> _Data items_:
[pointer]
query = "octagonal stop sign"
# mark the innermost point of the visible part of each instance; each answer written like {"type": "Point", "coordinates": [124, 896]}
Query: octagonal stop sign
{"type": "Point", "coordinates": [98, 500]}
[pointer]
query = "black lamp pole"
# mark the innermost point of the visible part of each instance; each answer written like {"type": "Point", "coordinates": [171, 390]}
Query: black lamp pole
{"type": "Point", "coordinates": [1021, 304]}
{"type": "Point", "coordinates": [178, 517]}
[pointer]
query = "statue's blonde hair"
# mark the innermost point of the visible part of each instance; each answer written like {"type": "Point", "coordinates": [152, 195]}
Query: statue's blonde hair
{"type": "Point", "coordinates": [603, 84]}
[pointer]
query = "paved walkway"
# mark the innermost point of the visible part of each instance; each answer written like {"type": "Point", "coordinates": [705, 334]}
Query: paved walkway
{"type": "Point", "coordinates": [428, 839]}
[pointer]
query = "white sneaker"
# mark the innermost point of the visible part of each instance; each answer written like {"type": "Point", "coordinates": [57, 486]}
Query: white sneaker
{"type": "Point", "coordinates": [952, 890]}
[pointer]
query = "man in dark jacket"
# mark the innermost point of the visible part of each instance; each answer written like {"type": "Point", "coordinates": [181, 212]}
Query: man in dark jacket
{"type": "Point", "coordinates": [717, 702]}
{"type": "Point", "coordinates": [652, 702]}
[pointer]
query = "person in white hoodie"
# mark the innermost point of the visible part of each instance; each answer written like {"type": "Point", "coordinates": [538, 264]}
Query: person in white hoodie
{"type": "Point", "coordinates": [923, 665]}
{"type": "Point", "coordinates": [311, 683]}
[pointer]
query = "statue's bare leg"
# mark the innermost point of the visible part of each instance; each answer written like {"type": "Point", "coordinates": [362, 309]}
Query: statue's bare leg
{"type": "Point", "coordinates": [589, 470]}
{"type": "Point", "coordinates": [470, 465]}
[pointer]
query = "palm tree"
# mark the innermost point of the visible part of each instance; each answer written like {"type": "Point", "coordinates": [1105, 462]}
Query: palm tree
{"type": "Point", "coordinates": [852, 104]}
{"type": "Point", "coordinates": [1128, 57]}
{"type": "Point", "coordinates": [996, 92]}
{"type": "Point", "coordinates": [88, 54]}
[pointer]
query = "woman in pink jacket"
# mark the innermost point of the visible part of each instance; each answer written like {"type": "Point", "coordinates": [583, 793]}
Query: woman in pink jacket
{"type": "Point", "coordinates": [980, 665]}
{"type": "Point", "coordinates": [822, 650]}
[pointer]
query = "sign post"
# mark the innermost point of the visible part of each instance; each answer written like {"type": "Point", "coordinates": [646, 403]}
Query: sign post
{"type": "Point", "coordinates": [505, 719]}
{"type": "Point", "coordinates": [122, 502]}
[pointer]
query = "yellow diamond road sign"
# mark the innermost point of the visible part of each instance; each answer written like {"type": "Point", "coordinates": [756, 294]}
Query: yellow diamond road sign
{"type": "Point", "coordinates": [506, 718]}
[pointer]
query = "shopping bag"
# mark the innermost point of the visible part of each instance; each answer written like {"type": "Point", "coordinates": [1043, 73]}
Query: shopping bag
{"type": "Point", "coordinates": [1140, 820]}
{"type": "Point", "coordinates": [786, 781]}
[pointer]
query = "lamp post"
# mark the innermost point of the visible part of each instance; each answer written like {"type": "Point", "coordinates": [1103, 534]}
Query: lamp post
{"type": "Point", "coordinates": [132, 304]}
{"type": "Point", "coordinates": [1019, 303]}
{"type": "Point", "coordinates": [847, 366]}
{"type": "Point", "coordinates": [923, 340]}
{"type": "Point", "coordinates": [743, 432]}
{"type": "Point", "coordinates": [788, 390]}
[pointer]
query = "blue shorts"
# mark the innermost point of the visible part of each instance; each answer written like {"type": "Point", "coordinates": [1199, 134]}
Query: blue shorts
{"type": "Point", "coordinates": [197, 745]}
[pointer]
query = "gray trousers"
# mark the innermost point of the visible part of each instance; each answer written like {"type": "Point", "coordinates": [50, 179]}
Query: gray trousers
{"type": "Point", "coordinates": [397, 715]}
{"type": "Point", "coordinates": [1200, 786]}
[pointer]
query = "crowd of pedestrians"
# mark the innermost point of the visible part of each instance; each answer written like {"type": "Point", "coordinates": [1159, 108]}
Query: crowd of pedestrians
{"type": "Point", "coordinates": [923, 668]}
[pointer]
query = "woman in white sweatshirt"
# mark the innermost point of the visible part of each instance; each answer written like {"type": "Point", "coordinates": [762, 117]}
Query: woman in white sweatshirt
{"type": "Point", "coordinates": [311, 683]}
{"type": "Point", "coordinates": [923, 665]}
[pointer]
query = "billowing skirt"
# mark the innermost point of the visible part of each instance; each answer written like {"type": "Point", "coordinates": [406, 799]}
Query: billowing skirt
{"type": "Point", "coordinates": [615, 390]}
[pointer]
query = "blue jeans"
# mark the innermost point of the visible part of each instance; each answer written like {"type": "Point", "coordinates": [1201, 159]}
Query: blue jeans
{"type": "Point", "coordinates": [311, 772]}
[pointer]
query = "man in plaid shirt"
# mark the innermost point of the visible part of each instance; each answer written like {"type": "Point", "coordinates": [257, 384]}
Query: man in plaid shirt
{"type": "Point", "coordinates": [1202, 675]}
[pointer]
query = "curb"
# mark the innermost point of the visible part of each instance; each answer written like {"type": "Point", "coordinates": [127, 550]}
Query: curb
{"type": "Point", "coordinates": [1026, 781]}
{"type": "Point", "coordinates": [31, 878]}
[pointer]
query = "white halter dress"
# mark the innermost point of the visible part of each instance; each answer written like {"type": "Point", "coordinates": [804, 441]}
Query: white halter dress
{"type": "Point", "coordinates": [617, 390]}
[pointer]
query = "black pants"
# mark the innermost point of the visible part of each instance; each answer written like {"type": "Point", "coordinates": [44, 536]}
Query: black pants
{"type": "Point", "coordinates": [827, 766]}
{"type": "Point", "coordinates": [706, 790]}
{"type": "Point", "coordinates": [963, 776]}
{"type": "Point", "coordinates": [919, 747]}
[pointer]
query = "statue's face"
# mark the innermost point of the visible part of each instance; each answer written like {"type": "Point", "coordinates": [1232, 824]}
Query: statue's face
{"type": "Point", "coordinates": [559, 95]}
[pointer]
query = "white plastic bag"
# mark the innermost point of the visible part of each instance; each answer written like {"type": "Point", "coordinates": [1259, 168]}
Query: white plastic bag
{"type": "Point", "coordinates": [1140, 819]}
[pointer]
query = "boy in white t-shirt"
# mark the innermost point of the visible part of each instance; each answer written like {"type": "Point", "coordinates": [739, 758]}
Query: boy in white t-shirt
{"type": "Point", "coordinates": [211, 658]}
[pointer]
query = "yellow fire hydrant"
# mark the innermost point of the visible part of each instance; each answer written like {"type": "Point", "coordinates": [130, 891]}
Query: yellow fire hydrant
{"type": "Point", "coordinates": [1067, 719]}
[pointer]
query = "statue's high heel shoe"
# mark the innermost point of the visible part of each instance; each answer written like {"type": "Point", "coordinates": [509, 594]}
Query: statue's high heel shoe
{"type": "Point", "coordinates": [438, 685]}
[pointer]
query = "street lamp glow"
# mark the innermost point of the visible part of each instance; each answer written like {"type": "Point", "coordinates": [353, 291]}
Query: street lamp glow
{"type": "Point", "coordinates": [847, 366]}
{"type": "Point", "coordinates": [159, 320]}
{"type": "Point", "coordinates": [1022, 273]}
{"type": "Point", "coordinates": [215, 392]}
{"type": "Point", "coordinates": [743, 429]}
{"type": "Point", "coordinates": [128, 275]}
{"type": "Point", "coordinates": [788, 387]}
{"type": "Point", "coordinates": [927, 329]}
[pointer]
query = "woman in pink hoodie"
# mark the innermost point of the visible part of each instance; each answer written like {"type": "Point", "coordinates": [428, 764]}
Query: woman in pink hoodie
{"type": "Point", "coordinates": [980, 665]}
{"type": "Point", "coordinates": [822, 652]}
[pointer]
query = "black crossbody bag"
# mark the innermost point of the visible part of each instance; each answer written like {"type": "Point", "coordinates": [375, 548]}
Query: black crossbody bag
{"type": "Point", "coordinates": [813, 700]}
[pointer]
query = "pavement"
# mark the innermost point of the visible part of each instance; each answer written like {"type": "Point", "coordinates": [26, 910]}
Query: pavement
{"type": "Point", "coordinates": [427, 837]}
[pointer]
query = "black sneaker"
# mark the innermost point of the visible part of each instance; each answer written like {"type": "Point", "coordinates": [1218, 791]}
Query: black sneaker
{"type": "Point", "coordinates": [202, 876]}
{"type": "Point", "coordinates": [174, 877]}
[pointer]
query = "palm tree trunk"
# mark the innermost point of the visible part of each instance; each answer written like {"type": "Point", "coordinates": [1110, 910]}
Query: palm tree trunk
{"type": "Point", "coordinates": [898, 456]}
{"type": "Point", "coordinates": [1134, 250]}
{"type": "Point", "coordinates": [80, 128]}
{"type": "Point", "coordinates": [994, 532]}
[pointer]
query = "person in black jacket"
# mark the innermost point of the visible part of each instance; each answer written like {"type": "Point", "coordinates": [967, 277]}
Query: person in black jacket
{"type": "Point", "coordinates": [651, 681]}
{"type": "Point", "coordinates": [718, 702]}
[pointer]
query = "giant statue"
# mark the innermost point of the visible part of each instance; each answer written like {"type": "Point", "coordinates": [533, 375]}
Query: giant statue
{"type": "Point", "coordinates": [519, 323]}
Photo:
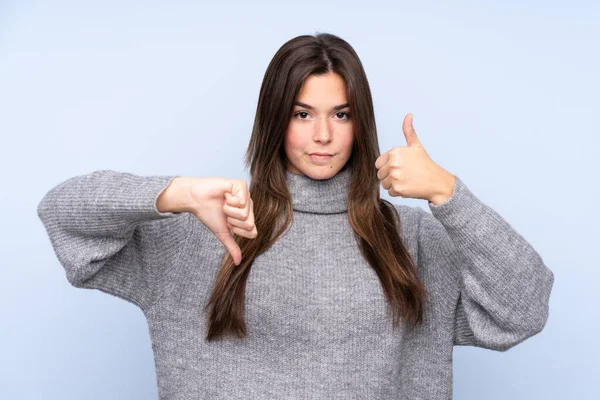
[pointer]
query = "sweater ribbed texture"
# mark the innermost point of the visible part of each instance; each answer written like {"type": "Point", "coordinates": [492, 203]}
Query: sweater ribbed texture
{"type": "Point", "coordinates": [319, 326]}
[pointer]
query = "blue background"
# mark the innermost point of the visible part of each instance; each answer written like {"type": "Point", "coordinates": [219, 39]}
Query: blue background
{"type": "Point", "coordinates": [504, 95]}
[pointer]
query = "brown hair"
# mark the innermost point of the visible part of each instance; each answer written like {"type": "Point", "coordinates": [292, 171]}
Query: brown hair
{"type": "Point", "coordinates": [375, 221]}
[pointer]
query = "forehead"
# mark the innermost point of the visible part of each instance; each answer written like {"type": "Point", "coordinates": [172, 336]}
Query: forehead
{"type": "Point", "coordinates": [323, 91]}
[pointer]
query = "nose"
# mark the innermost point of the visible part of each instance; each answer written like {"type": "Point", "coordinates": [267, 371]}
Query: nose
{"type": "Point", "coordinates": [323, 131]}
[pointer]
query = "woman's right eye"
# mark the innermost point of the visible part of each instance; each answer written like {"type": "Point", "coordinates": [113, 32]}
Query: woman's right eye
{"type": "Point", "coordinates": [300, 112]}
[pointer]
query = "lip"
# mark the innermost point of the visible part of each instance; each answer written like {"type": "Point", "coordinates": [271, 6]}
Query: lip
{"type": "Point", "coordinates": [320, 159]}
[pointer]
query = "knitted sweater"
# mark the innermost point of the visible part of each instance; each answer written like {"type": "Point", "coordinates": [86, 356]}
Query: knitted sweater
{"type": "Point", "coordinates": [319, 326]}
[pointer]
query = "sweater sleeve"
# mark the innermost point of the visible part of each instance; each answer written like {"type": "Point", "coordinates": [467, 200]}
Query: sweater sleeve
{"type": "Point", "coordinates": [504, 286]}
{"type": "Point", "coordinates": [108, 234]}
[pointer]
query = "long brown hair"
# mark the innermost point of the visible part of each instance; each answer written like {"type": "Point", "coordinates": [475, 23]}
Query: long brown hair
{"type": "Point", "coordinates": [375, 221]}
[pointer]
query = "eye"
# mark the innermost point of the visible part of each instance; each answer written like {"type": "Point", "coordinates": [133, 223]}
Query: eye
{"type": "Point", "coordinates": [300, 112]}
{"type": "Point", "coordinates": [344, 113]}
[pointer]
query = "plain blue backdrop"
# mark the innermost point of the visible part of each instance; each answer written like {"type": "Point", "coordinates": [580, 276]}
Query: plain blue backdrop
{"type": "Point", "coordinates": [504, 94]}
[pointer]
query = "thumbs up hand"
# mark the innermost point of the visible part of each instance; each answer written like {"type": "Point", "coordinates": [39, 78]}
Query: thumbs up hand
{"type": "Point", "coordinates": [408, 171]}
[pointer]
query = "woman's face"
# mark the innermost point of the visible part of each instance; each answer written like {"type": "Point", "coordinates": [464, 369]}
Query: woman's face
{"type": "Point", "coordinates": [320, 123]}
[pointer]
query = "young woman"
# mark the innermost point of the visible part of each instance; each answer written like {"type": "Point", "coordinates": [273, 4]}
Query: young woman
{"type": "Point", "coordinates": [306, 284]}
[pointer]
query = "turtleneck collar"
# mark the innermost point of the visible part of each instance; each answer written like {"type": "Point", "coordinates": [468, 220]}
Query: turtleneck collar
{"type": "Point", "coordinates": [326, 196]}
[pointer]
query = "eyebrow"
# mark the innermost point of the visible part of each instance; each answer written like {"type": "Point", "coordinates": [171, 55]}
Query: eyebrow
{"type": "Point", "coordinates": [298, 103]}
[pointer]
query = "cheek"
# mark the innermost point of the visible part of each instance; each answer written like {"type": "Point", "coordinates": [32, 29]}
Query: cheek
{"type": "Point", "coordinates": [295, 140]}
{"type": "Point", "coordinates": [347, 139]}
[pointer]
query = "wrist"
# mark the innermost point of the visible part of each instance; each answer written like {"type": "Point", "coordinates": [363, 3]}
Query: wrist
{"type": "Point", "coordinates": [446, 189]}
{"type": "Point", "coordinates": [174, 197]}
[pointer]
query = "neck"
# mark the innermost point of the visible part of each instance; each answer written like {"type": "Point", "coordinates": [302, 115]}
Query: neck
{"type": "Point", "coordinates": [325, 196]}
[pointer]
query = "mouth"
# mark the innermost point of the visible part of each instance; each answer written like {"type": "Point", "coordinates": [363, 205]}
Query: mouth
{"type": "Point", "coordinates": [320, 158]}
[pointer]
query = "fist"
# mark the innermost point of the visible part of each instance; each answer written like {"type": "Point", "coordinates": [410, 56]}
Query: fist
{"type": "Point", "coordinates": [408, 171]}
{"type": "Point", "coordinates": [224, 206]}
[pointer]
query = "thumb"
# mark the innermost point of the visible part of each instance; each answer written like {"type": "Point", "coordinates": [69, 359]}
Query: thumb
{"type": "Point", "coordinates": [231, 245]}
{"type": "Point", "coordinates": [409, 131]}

> _DIRECTIONS FOR THIS TASK_: Show each line of the entries above that contains the word "hair".

> _OUTPUT FOR THIS EXERCISE_:
query = "statue's blonde hair"
Query: statue's blonde hair
query = "brown hair"
Query: brown hair
query = "long brown hair"
Query: long brown hair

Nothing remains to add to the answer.